Rewrite the records below with every "tree bark texture" changed to "bark surface pattern" and everything else kept the same, leaving the pictures out.

────────────────────────────────────────

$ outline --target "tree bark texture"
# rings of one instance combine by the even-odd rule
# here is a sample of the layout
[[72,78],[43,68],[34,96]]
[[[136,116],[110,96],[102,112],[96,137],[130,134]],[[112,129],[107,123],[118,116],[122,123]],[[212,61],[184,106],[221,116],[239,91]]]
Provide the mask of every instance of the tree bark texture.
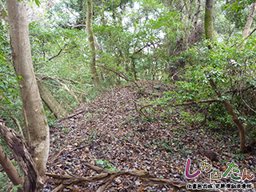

────────────────────────────────────────

### EXPECTED OUTPUT
$ outline --target "bark surface pattern"
# rings of one instance combine by the even-odd rule
# here is a sample of the layout
[[72,78],[43,68],[34,96]]
[[[136,116],[110,96],[102,112],[96,137],[130,134]],[[112,129],[107,123],[118,116],[122,123]],[[212,61],[184,106],[221,116],[239,91]]]
Provide the mask of every instance of the bark surface pattern.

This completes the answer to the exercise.